* [Record excerpts]:
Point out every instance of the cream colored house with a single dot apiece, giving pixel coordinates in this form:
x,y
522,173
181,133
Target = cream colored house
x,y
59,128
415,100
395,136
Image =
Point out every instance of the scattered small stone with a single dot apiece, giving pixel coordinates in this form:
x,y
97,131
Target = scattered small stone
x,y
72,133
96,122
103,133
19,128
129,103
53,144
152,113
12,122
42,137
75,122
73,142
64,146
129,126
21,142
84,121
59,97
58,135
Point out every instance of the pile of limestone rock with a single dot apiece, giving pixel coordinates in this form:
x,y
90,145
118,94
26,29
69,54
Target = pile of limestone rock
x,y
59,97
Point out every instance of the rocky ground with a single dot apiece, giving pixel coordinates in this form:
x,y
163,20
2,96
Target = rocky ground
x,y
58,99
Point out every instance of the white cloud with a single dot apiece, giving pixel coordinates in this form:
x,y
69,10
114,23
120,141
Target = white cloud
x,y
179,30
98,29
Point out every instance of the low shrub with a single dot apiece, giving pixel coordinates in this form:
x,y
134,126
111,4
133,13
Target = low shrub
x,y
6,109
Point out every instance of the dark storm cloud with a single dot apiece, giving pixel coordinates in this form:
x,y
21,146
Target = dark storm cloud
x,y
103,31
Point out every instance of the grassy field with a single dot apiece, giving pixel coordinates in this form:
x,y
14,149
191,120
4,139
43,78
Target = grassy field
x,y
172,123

* [Directions for this task]:
Reproduce word for word the part of the listing above that opens with the line containing "Point out every instance of the white" and closes with the last line of the listing, both of those lines included.

* [Finished answer]:
Point out every instance of the white cloud with a single dot apiece, giving pixel coordinates in this form:
x,y
69,10
114,23
120,141
Target = white cloud
x,y
179,30
98,29
Point out every instance of the low shrub with a single dot apiece, giving pixel coordinates in this form:
x,y
134,126
111,4
133,13
Target = low shrub
x,y
6,109
Point out every instance of the dark storm cloud with a single dot apiece, giving pixel coordinates in this form:
x,y
21,146
Target = dark storm cloud
x,y
103,31
Point out every instance of the grassy field with a single dot apiece, giving pixel coordinates in this form:
x,y
14,149
191,120
4,139
43,78
Target = grassy field
x,y
172,123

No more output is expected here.